**GOAL**.
Copy out all the records exactly.

**LISTED ENTRIES**.
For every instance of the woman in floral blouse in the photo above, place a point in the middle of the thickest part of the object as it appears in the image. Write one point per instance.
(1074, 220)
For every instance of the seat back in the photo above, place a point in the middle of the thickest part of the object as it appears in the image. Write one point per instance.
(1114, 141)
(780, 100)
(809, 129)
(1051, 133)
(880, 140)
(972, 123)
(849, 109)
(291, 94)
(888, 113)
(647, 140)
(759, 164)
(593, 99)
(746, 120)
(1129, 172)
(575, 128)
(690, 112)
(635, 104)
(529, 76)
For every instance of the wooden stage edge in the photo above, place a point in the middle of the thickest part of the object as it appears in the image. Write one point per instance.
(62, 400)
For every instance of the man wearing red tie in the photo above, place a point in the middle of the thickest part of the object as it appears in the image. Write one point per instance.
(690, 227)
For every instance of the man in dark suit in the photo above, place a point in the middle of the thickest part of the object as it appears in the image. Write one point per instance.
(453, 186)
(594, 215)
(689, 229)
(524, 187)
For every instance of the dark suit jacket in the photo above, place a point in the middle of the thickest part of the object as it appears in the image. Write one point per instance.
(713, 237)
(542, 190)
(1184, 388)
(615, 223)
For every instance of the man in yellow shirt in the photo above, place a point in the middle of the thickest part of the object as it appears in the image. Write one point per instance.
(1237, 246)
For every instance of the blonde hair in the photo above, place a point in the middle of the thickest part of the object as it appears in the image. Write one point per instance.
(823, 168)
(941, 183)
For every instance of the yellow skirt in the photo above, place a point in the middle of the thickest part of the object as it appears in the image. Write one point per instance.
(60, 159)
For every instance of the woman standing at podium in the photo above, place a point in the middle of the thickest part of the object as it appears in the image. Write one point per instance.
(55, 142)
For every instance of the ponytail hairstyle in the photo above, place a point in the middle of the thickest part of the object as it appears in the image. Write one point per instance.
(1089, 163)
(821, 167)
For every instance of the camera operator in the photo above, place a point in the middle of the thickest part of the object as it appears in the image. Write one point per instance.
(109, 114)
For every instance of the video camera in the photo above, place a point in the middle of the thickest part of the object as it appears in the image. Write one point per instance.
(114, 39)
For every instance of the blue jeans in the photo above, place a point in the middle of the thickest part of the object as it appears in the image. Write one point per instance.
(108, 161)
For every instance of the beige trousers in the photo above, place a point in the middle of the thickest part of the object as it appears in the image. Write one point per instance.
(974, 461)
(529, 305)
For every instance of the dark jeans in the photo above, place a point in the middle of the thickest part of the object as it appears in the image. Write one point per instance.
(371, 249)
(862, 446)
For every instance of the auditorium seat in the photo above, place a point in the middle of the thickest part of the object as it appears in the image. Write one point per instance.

**CORRECT RESPONSE**.
For every instance of the woman in floral blouse in the photo above, place a point in the middle of the thickest part of the object as it appears in the image. Write one point per instance.
(1074, 220)
For every instance of the seat back in the photo above, place a point in the middle of the thickest part of the object as it appears in the image. Write one point per instance.
(1114, 141)
(780, 100)
(809, 129)
(1051, 133)
(880, 140)
(972, 123)
(849, 109)
(291, 94)
(888, 113)
(647, 140)
(759, 164)
(593, 99)
(746, 120)
(1129, 172)
(575, 128)
(690, 112)
(635, 104)
(529, 76)
For every instance of the wooden stage edge in the photo above, place a point in the middle of the thickest part of the object as it appears in the image. Write one point per instance.
(62, 400)
For every instance of the man wearing red tie in the photo above, place a point in the middle of the thickest part of the object as it appears in the image. Write one point per instance.
(690, 227)
For every instance of the man in dark suit in the photo above, place a point in the middle of the thickest part of the object as it appears in the image. Write one point per instance.
(453, 186)
(594, 215)
(689, 229)
(524, 187)
For every instance of the dark suit jacket in the photo above, place a point in the middle of the thickest part of the object as it appears in the image. Write one point per instance.
(713, 237)
(542, 190)
(1184, 388)
(615, 223)
For every instance of the man in yellow shirt in the photo above, place a point in the middle of the thickest part of the object as it appears in the image. Write one point per instance.
(1237, 246)
For every instance of the blonde hair in the photo above, place a point in the middle of the thickest part of the object as it appears in the image. Write one point per instance.
(823, 168)
(941, 183)
For every instance of the yellow skirt in the photo above, place a point in the middle of the thickest part of the object as it appears in the image. Write one point per instance.
(60, 159)
For every instance of the woman standing at podium in the photo above, place a point in the middle of the thickest part of the object as it appears in the image. Write one point per instance.
(55, 142)
For every instance of the ponytail hairstyle in the photo above, place a point in the middle of the thickest part of the object as it appears in the image. Write one point per instance.
(1089, 163)
(821, 167)
For every instance of the camera operator in the photo above, place a point in the middle of the thickest part of the object as it appears in the image. Write one point per instance.
(109, 114)
For every instance of the video camera in the photo above, place a point in the middle of the thickest part of the object as it appears in the image. Write one point per instance.
(114, 39)
For every instance of the blue jeans in the photo above, place a point in the middle of the thickest part of the object as it appears in the image. Write one point per instance.
(108, 161)
For every instance of the beige trousers in the photo above, place a point in the middle of the thickest part of the object as it appears in the image. Write one point per instance.
(974, 461)
(529, 305)
For every instance of the dark jeans in the photo above, place a point in the middle of the thickest part of the object as it appears in the image. Write one point per instance.
(371, 249)
(862, 446)
For every instance of the auditorium seat in the photo above, place a point in the middle of the thickest part of the object as it appears in the image. Write one point per instance.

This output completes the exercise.